課題について:
「夜の声」の文章について、次の問いに答えてください。
1. ベンチが人目を忍ぶのに格好の場所になるのは、どんな時ですか?
2. 男女の痴話喧嘩が聞こえてきた時、時間はすでに何時を回っていましたか?
3. 女が別の男と簡単には手を切れないと言ったのは、なぜですか?

── 抽出本文 ──

夜の声・・・・・125

ちよみ

2009年08月11日 15:47

~ 今 日 の 雑 感 ~


夜 の 声


    夜の話し声は、とにかく良く響く。

    わたしの寝室の窓の下の道路を挟んだ向かい側には、ちょっとしたベンチがあるため、夜中でも、そこに人影が見える時がある。

    そのベンチは、小さな街灯で照らされているので、そこに腰をかけていると、その人たちの姿は一目瞭然なのであるが、たまに、街灯が消えている時があり、そうなると、そのベンチは人目を忍ぶには格好のコミュニケーションスペースとなってしまうのである。

    そこに座って話をしている人物たちの姿や顔は判らない。しかし、当人たちは気が付かないかもしれないが、彼らの話声は、そっくりそのまま上へと上がり、ちょうど、わたしの部屋の窓のすぐ外で話をしているかのように、はっきりと聞こえてしまうのである。

    ある時は、男女二人の痴話喧嘩が、まるで、ラジオの実況中継でも聞くように、耳に入って来たことがあった。

    既に、時間は真夜中の二時を回っている。

    男は、女に、別の男との関係を断てと迫り、女は、自分はその人の世話で働き口を見付けたのだから、簡単には手は切れないと言う。男は、女に、今から携帯でそんな男に紹介された職場はやめると、男に伝えろと、言うが、女は、嫌だという。

    そんな押し問答の末、男は、女の携帯を奪うと、勝手に何処かへ電話をかけてしまった。やがて、携帯に相手が出ると、今度は女にそれを渡し、相手と話をさせる。

    その会話は、さすがに声がくぐもって、よく聞き取れなかったが、かなり長い時間会話は続き、その間、わたしは、まったく眠ることが出来なかった。

───
── 提供資料 ──

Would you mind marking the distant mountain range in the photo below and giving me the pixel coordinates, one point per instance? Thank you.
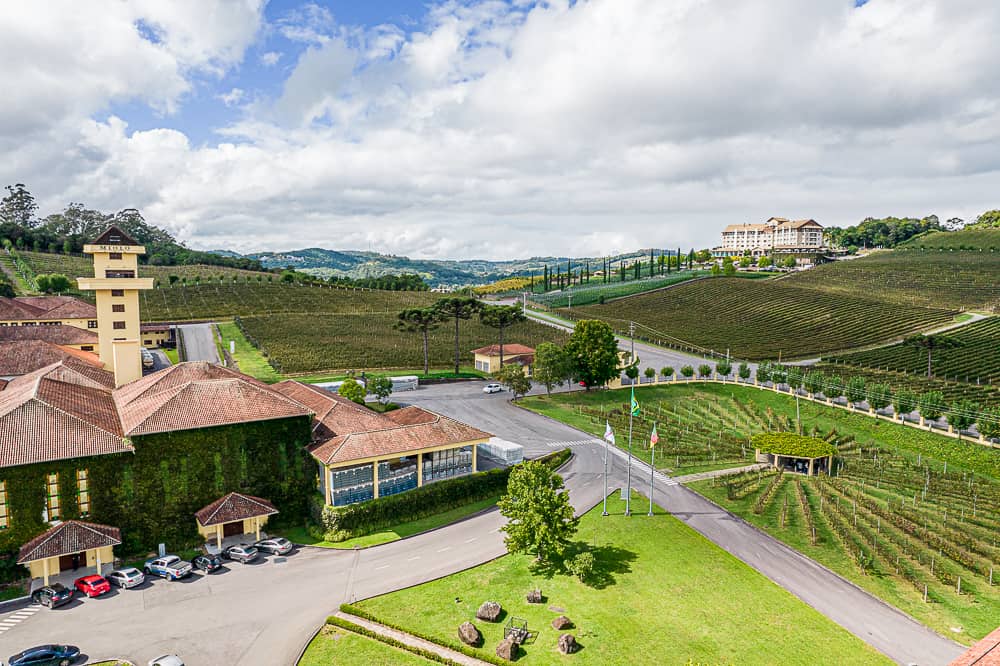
(356, 264)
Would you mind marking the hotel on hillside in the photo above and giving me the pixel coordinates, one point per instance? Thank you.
(95, 456)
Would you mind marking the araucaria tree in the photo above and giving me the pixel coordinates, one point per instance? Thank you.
(540, 519)
(423, 321)
(592, 352)
(500, 317)
(457, 308)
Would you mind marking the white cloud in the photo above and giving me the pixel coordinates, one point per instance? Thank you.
(550, 129)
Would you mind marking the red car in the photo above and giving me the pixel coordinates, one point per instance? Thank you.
(92, 585)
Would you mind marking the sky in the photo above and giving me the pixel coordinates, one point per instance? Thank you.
(501, 128)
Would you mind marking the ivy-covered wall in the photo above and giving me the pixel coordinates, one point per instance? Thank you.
(152, 494)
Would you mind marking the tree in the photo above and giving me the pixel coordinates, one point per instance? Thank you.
(380, 386)
(540, 519)
(592, 352)
(352, 390)
(550, 368)
(419, 320)
(514, 380)
(500, 317)
(931, 405)
(457, 308)
(932, 343)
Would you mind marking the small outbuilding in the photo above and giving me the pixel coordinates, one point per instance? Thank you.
(233, 515)
(69, 546)
(794, 453)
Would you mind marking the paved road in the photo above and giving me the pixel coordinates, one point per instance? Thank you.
(264, 613)
(199, 342)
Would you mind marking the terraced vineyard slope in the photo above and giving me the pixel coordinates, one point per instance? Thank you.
(976, 361)
(760, 319)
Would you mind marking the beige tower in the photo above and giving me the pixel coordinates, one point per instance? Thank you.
(116, 260)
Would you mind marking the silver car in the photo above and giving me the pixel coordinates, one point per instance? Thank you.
(126, 578)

───

回答:
1. ベンチを照らす小さな街灯が消えている時です。
2. 真夜中の二時を回っていました。
3. その人の世話で働き口を見付けたからです。